## GIVEN EXERCISE
Repeat the items below, changing each "Tag" to "Mark" and leaving everything else untouched.

======== DATA PROVIDED

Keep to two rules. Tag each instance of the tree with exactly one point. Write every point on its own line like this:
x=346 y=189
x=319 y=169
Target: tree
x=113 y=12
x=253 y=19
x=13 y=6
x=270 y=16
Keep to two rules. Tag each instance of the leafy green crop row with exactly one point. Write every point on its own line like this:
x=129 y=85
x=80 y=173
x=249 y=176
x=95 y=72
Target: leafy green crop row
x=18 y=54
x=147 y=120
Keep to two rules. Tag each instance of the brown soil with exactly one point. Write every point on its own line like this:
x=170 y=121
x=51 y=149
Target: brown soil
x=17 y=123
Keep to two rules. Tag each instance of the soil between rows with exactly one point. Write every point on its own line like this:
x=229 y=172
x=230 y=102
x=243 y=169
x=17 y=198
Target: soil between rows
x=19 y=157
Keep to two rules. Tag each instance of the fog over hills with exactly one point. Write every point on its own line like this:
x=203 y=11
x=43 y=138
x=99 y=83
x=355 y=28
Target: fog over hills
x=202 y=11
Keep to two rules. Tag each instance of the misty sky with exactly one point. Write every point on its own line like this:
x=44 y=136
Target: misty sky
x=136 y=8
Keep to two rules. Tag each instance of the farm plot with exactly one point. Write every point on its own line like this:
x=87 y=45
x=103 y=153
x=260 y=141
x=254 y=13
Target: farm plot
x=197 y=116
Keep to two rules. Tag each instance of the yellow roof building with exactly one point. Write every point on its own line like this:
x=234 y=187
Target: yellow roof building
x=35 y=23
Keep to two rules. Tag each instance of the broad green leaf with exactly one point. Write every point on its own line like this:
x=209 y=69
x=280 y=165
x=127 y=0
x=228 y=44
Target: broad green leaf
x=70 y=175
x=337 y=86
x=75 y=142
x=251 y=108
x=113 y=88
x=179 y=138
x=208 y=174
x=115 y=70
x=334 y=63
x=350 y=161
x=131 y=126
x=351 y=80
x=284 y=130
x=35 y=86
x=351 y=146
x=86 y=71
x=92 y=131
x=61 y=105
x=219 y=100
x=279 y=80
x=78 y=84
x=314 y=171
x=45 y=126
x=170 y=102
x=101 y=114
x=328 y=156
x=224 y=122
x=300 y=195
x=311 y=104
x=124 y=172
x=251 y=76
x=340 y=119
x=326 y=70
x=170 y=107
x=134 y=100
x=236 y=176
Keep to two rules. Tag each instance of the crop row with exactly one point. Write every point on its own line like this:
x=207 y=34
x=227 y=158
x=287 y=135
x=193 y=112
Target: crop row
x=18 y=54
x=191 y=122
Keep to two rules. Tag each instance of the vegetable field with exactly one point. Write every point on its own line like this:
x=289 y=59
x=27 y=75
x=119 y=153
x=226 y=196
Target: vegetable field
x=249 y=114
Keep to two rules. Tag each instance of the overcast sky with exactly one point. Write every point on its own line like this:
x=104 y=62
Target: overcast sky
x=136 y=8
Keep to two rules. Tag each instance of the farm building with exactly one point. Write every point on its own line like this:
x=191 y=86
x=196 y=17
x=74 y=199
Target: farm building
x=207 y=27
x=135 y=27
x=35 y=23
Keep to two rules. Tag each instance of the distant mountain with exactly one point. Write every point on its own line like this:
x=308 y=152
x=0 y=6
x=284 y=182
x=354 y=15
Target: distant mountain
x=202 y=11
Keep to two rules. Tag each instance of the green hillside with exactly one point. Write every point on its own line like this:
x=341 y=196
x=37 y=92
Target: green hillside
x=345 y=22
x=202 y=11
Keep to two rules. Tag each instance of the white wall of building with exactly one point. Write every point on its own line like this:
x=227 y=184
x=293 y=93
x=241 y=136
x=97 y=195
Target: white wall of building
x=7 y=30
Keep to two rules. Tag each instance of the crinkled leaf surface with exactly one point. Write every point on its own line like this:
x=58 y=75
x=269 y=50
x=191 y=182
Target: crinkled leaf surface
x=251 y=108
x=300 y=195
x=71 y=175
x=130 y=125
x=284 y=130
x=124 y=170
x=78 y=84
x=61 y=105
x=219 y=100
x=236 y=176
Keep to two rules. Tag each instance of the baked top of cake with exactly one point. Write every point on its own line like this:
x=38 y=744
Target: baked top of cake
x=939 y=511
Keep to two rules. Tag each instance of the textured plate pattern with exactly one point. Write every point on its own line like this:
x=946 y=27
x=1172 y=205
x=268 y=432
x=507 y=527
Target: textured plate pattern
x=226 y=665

================

## IN RESPONSE
Keep to two rules. Mark each instance of the tree with exactly one point. Write every point on its own line like this:
x=346 y=189
x=319 y=169
Target: tree
x=113 y=12
x=253 y=19
x=13 y=6
x=270 y=16
Keep to two rules. Mark each instance of the leafy green crop row with exactly one point. Write every point on its own line like this:
x=129 y=85
x=80 y=173
x=249 y=176
x=95 y=72
Target: leafy green crop row
x=18 y=54
x=147 y=120
Keep to two rules. Mark each instance of the brown soil with exactly one point. Write every point on its own line like this:
x=170 y=121
x=51 y=149
Target: brown soil
x=17 y=123
Keep to two rules. Mark each instance of the soil between rows with exactly one point. Write every point on its own line like this:
x=229 y=172
x=230 y=102
x=243 y=169
x=17 y=198
Target: soil between rows
x=19 y=157
Keep to two rules. Mark each instance of the fog over hills with exactly one point. Write every point on its own line like this:
x=203 y=11
x=43 y=138
x=99 y=83
x=355 y=28
Target: fog over hills
x=202 y=11
Keep to two rules. Mark each instance of the misty sky with exactly one point. Write every point on its own line like this:
x=44 y=136
Target: misty sky
x=136 y=8
Keep to two rules. Mark each instance of the farm plot with exactly one point. Write every point on its own line like this:
x=87 y=45
x=103 y=153
x=260 y=141
x=254 y=13
Target: farm plot
x=197 y=116
Keep to two rules. Mark each instance of the yellow roof building with exactly one point. Write every point on its own line like this:
x=234 y=187
Target: yellow roof building
x=35 y=23
Keep to two rules. Mark each instance of the broad green leaf with exactly one point. Write every point on its own line like this:
x=209 y=69
x=280 y=165
x=127 y=0
x=228 y=44
Target: broad green leaf
x=70 y=175
x=337 y=86
x=75 y=142
x=251 y=108
x=113 y=88
x=179 y=138
x=208 y=174
x=115 y=70
x=334 y=63
x=350 y=161
x=131 y=126
x=351 y=80
x=284 y=130
x=35 y=86
x=351 y=146
x=86 y=71
x=92 y=131
x=61 y=105
x=219 y=100
x=279 y=80
x=78 y=84
x=314 y=171
x=45 y=126
x=170 y=102
x=101 y=114
x=328 y=156
x=224 y=122
x=300 y=195
x=311 y=104
x=124 y=172
x=251 y=76
x=340 y=119
x=326 y=70
x=170 y=107
x=134 y=100
x=236 y=176
Keep to two rules. Mark each instance of the crop row with exactly one point. Write every point on its own line like this:
x=207 y=34
x=227 y=158
x=287 y=135
x=193 y=112
Target: crop row
x=18 y=54
x=191 y=122
Keep to two rules. Mark each instance of the vegetable field with exactly one point. Write every point on its own line like this:
x=289 y=59
x=27 y=75
x=119 y=153
x=226 y=196
Target: vegetable field
x=249 y=114
Keep to two rules. Mark each instance of the overcast sky with exactly one point. Write every point on its own line like this:
x=104 y=62
Target: overcast sky
x=136 y=8
Keep to two rules. Mark each instance of the farm building with exactly one point. Write every point on its own line like this:
x=191 y=86
x=196 y=17
x=74 y=199
Target: farm building
x=207 y=27
x=135 y=27
x=35 y=23
Keep to two rules. Mark each instance of the distant mountain with exactly one point. Write every point on its own line like this:
x=308 y=152
x=0 y=6
x=284 y=182
x=354 y=15
Target: distant mountain
x=202 y=11
Keep to two rules. Mark each instance of the green hillside with exactly one point. Write every point on its own line like this:
x=341 y=196
x=37 y=92
Target: green hillside
x=345 y=22
x=202 y=11
Keep to two rules. Mark each instance of the white wall of building with exactly one point. Write every point on its own line like this:
x=227 y=184
x=293 y=93
x=241 y=136
x=97 y=195
Target: white wall of building
x=7 y=30
Keep to two rules. Mark each instance of the crinkled leaf surface with exactly one point. Write every point on its own line like this:
x=58 y=75
x=269 y=50
x=191 y=182
Target: crinkled leaf surface
x=251 y=108
x=300 y=195
x=71 y=175
x=130 y=125
x=284 y=130
x=124 y=170
x=78 y=84
x=61 y=105
x=219 y=100
x=236 y=176
Keep to two rules. Mark each instance of the baked top of cake with exactly one point. Write every point on its own line like this:
x=38 y=744
Target: baked top of cake
x=939 y=511
Keep to two rules. Mark each instance of the textured plate pattern with exactly one point. Write every point on its own line like this:
x=946 y=27
x=1172 y=205
x=268 y=432
x=507 y=527
Target: textured plate pattern
x=226 y=665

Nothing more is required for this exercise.